## TASK REQUIREMENTS
The job is to find each line of the records below that includes the word "utility" and copy it.

Items listed in a dataset:
════════════════

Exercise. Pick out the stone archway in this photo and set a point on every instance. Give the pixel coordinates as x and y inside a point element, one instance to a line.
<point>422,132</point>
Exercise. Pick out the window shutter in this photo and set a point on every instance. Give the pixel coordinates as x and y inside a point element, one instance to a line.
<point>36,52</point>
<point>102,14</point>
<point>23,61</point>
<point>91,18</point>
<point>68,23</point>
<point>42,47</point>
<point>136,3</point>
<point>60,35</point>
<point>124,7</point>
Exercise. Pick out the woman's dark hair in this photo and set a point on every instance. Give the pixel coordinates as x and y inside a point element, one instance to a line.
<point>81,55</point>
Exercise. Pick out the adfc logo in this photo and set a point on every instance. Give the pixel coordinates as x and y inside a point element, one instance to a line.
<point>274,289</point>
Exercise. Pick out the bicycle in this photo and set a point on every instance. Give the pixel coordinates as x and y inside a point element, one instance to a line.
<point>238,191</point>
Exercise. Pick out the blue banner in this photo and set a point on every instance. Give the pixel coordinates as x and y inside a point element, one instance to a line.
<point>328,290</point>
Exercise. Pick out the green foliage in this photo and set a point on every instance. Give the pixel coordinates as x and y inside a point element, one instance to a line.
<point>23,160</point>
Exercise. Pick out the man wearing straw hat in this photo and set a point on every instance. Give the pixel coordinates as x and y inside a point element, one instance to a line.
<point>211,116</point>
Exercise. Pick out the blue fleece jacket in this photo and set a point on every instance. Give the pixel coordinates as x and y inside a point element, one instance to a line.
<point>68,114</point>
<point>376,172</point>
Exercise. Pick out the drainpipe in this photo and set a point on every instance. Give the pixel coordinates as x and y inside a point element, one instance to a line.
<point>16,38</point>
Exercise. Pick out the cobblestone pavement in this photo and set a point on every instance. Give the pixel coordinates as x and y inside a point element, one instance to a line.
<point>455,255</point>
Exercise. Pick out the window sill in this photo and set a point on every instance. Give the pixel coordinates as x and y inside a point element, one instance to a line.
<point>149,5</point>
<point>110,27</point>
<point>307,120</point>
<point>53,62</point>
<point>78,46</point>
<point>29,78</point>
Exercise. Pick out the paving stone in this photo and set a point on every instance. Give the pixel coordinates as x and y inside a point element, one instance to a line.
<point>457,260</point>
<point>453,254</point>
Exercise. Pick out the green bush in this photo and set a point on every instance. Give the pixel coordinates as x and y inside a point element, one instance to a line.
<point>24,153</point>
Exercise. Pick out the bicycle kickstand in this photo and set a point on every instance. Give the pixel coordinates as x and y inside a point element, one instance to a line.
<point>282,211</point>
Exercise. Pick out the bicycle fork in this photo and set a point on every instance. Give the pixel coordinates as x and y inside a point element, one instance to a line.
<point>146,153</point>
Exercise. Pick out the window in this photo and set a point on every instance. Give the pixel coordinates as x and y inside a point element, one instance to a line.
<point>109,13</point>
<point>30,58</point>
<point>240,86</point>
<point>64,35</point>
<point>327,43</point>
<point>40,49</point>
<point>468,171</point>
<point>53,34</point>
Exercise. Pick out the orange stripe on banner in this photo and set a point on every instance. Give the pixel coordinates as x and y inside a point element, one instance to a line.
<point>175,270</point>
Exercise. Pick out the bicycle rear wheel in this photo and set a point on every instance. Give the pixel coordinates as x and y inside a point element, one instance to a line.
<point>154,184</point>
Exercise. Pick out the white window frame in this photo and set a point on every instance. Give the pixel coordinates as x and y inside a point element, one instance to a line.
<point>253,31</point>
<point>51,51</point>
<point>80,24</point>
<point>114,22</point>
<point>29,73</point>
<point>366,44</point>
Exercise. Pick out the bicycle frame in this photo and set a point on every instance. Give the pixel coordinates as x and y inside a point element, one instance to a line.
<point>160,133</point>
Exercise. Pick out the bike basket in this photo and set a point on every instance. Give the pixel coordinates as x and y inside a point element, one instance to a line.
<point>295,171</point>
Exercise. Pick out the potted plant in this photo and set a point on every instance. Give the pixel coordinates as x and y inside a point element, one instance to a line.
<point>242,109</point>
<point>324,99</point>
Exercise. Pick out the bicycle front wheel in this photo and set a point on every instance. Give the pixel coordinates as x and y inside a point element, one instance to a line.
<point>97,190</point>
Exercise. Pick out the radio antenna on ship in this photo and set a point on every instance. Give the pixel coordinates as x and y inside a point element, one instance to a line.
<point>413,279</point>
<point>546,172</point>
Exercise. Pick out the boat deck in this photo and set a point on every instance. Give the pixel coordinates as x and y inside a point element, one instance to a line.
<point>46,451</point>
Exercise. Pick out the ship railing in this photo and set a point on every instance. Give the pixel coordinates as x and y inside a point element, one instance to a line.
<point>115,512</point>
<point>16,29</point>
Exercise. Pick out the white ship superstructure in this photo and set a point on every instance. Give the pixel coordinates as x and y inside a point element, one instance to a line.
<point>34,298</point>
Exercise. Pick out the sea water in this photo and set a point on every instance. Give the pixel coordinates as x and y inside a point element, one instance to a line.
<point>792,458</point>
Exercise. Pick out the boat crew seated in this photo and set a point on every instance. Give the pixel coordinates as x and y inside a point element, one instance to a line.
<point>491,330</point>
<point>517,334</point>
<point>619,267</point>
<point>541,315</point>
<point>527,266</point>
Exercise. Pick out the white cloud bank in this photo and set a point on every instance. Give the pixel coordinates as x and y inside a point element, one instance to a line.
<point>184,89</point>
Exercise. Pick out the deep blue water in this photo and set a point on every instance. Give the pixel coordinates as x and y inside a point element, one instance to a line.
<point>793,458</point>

════════════════

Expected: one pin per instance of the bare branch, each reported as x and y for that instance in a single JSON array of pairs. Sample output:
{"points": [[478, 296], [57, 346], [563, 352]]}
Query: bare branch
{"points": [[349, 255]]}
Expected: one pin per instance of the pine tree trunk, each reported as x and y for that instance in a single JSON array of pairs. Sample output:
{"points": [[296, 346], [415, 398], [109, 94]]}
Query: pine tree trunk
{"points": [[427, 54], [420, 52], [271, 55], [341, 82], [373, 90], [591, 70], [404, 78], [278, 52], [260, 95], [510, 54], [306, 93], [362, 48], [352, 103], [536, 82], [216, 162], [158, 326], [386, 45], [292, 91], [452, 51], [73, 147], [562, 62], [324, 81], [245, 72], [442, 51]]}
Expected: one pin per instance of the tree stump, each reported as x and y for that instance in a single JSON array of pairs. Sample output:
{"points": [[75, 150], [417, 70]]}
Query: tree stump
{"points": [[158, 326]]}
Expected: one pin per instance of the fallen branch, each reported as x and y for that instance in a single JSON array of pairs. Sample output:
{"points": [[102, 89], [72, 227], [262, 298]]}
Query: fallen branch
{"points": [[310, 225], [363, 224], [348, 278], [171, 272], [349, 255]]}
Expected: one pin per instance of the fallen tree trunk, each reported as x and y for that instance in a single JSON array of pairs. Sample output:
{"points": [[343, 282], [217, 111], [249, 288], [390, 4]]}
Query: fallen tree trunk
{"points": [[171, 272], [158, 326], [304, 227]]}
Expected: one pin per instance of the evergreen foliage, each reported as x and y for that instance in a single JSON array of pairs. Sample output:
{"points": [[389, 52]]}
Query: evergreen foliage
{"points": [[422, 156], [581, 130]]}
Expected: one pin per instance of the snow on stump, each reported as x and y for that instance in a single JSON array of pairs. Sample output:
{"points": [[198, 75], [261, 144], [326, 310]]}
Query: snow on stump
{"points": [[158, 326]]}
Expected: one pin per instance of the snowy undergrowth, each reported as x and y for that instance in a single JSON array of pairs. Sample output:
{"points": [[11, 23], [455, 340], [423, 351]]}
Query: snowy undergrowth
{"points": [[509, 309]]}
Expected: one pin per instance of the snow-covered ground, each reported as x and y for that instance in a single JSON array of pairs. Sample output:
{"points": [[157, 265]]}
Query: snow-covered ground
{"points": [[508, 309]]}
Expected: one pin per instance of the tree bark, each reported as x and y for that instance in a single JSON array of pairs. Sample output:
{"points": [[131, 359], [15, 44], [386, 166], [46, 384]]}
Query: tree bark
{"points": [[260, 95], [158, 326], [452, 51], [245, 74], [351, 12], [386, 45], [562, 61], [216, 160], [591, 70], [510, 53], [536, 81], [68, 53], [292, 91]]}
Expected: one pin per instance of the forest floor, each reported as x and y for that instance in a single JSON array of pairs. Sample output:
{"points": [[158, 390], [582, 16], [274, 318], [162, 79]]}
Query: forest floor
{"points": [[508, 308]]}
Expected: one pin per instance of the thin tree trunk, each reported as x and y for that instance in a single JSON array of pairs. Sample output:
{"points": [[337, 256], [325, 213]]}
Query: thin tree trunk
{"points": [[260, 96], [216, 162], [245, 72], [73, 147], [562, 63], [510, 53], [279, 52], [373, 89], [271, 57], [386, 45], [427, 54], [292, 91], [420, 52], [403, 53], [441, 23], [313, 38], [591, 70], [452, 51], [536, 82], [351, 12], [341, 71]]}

════════════════

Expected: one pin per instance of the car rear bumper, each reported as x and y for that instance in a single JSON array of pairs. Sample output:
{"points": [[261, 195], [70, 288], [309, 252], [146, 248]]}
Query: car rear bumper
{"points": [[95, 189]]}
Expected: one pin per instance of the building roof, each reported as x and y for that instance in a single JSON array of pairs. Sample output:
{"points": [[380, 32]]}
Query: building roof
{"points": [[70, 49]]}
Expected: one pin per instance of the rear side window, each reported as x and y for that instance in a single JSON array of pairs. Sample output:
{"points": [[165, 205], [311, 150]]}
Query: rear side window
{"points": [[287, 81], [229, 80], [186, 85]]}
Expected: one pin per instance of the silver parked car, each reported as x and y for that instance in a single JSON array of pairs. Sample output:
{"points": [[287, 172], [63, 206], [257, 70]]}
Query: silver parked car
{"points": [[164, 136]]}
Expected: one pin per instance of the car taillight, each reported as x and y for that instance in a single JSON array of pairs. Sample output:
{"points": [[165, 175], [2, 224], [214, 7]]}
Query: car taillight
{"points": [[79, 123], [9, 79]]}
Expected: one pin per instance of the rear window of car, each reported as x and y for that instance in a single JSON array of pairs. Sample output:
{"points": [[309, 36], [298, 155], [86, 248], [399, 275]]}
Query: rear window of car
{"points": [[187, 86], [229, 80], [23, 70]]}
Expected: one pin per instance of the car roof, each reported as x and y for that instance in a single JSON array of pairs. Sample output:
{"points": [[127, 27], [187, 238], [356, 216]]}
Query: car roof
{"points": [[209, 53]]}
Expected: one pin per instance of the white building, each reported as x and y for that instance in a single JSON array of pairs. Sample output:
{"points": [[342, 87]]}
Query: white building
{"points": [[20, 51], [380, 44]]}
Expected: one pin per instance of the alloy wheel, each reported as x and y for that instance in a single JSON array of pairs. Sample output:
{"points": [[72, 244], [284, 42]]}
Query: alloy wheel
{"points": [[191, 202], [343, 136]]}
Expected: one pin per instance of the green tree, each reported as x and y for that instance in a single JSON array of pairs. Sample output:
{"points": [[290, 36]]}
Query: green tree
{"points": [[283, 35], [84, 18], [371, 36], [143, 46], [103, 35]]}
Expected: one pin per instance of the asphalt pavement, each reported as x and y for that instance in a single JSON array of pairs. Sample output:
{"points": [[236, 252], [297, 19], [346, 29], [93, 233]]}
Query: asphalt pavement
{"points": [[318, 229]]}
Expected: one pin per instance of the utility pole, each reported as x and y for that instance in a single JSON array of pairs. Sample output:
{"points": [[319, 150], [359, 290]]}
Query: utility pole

════════════════

## SOLUTION FOR THIS TASK
Expected: one pin per instance of the utility pole, each reported as x and y for that instance in a single JSON array of pairs. Sample output:
Query: utility pole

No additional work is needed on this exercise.